→ EXERCÍCIO 1
Indica se cada afirmação está de acordo com o texto de partida, respondendo sim ou não e citando as palavras exatas do texto que o decidem: (a) O neto mais novo perguntou se ainda havia dinossauros. (b) A infância descrita foi afetuosa. (c) Florence Nightingale é personagem de "A Lâmpada Que Não Se Apaga".
→ EXERCÍCIO 2
Repete, tal como está no texto de partida, tudo o que vai desde "Não, realmente JÁ" até "nossa vida actual.".
→ EXERCÍCIO 3
Segundo o texto de partida, por que motivo é famosa Florence Nightingale?

→ TEXTO DE PARTIDA

■ ■ ■ ■

Por Alice Vieira
HÁ MUITOS, muitos anos, eu tive a vossa idade.
“Ainda havia dinossauros?”, perguntou-me há dias o meu neto
mais novo.
Não, realmente JÁ não havia dinossauros.
Mas AINDA não havia televisão, nem computador, nem
telemóvel, nem iPOD, nem MP3, nem Playstation, nem uma série de outras
maravilhas, indispensáveis na nossa vida actual.
Mas o facto de elas não existirem não impediu que – no meio
de uma infância difícil, solitária e pouco afectuosa - eu fosse uma criança
feliz.
E essa felicidade devo-a aos livros que li — e, muito
especialmente, aos livros de um senhor chamado Adolfo Simões Muller.
Adolfo Simões Muller sabia muitas histórias, e levou toda a
sua vida a contar histórias.
Os seus livros estavam cheios de heróis, de artistas, de
exploradores, de aventureiros, e ele contava as suas histórias como se eles
vivessem mesmo ali ao nosso lado, como se, de repente, entrassem pela nossa
casa dentro, como se fossem nossos amigos, com quem pudéssemos passar a tarde
inteira a conversar.
As personagens dos seus livros foram os amigos verdadeiros
que tive na minha infância.
Atacada sempre por muitas doenças, eu sonhava com a noite em que Florence Nightingale
(enfermeira inglesa, famosa pela sua actuação na Guerra da Crimeia, no séc. 19,
e personagem de “A Lâmpada Que Não Se Apaga”) chegasse à beira da minha cama,
pusesse a mão na minha testa e espantasse a febre para muito longe.

■ ■ ■ ■

→ DADOS
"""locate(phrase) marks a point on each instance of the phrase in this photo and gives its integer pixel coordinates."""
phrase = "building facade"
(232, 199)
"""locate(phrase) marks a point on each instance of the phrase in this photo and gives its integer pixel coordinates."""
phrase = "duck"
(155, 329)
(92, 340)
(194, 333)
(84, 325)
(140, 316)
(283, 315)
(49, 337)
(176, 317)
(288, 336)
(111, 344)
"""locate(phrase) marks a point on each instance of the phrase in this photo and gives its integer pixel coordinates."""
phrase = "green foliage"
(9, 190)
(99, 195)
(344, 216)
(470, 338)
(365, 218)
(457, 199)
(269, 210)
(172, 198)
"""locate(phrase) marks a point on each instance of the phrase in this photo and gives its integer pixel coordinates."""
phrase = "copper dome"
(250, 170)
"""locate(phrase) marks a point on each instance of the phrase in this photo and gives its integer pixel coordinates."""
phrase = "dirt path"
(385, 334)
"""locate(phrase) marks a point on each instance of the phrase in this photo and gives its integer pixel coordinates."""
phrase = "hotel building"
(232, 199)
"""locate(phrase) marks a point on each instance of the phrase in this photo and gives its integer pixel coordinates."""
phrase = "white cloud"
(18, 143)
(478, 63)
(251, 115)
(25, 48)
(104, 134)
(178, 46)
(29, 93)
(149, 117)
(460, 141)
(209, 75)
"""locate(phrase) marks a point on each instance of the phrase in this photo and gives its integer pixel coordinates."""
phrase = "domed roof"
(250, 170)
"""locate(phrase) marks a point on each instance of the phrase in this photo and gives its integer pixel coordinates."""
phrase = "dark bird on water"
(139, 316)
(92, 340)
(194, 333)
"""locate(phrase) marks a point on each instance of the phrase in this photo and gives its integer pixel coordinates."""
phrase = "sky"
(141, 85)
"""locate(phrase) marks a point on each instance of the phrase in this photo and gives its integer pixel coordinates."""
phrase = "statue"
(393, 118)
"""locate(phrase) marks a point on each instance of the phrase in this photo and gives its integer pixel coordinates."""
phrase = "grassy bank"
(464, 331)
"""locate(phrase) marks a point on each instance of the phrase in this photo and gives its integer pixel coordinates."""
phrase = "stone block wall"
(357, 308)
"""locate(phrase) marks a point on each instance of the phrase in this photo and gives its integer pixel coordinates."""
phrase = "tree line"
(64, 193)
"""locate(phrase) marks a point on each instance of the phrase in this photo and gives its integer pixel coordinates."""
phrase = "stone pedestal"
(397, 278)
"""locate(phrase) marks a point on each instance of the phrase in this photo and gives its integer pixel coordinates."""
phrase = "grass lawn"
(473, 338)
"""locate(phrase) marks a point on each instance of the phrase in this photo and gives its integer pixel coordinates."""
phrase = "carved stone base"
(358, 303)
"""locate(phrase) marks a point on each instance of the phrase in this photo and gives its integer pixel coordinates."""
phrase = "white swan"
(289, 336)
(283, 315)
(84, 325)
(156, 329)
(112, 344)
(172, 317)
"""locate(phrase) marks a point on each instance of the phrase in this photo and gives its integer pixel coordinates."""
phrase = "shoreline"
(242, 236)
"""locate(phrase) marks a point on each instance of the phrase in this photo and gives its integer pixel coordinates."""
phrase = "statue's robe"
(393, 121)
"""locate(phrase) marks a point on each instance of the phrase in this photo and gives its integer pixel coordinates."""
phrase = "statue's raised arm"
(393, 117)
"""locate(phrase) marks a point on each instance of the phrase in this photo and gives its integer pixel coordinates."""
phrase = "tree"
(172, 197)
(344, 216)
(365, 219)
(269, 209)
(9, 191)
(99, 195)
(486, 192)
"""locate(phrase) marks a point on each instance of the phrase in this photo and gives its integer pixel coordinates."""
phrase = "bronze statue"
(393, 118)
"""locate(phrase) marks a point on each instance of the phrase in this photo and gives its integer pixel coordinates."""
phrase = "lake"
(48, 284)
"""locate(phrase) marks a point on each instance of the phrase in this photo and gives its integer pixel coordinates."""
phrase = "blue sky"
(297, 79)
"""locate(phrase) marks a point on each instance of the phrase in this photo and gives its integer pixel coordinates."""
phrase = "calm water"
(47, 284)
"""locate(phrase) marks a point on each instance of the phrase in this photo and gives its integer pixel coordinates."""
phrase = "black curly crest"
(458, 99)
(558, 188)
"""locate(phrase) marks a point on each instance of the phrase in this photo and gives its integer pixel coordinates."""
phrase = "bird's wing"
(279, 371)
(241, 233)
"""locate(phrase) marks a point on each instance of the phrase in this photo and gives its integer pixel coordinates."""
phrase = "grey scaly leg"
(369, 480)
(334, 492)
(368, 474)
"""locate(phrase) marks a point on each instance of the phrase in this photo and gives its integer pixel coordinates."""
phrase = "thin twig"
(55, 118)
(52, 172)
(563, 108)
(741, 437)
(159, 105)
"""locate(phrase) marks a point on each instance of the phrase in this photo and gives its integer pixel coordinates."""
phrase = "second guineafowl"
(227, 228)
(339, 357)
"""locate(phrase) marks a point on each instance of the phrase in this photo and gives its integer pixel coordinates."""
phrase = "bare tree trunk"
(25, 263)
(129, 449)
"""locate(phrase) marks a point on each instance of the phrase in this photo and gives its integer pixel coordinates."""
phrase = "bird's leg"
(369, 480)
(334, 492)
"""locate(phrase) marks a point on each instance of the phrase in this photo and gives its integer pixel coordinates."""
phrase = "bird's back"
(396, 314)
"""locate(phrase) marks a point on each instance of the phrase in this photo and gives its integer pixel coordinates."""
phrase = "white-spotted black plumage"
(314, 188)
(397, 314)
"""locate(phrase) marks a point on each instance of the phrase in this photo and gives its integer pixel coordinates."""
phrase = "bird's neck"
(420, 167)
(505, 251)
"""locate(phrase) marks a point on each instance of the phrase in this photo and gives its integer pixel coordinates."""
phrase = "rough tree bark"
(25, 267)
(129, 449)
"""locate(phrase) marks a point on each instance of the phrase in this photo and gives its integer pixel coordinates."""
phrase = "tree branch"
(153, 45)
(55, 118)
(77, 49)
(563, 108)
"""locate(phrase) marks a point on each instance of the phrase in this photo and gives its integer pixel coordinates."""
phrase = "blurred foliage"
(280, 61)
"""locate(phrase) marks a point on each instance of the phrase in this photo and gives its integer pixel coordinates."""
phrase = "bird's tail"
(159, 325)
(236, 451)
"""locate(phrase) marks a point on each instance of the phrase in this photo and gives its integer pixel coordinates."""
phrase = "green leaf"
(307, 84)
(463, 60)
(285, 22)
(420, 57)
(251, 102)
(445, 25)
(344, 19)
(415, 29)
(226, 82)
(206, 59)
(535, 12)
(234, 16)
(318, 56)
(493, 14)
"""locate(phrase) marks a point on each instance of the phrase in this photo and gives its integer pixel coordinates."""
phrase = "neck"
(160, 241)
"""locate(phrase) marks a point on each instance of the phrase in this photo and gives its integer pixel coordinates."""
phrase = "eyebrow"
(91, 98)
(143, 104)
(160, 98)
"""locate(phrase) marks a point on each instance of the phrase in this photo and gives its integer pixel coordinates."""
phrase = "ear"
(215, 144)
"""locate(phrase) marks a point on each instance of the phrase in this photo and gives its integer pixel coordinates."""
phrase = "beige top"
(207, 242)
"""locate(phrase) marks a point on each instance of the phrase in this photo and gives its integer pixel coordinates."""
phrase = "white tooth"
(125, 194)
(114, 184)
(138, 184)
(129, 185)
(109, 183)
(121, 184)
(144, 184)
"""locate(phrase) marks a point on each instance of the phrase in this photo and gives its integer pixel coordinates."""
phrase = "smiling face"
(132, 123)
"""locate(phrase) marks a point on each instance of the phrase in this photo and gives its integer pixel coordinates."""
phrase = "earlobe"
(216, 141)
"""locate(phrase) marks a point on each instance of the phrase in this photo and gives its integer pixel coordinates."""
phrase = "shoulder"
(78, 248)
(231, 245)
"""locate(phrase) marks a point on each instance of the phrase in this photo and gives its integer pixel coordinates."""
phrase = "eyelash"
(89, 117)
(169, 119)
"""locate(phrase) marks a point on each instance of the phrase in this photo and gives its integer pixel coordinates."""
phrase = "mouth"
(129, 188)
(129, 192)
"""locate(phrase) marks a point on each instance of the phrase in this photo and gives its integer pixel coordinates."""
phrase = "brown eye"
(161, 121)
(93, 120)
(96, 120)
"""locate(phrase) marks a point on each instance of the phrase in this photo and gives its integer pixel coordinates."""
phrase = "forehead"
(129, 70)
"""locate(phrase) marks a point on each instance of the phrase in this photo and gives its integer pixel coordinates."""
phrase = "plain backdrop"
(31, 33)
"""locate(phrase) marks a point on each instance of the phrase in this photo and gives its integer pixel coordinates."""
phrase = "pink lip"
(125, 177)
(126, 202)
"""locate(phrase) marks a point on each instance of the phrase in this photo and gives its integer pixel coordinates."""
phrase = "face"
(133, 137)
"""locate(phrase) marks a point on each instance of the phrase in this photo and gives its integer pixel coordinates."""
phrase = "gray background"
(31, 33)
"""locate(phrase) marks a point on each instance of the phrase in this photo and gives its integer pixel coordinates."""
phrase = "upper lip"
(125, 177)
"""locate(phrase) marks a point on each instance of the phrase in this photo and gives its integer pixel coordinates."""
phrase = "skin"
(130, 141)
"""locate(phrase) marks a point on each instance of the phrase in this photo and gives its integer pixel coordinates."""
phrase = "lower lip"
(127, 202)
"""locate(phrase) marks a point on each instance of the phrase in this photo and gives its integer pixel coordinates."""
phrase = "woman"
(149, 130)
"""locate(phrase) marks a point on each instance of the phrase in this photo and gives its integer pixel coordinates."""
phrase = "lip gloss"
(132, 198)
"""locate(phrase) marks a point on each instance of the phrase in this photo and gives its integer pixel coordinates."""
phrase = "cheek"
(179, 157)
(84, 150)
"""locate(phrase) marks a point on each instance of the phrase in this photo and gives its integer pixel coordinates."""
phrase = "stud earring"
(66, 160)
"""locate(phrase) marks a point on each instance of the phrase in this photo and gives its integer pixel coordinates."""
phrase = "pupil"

■ ■ ■ ■

→ RESPOSTA FINAL 1
(a) Sim: "“Ainda havia dinossauros?”, perguntou-me há dias o meu neto mais novo."
(b) Não: "no meio de uma infância difícil, solitária e pouco afectuosa"
(c) Sim: "e personagem de “A Lâmpada Que Não Se Apaga”"

→ RESPOSTA FINAL 2
Não, realmente JÁ não havia dinossauros.
Mas AINDA não havia televisão, nem computador, nem
telemóvel, nem iPOD, nem MP3, nem Playstation, nem uma série de outras
maravilhas, indispensáveis na nossa vida actual.

→ RESPOSTA FINAL 3
Pela sua actuação na Guerra da Crimeia, no séc. 19.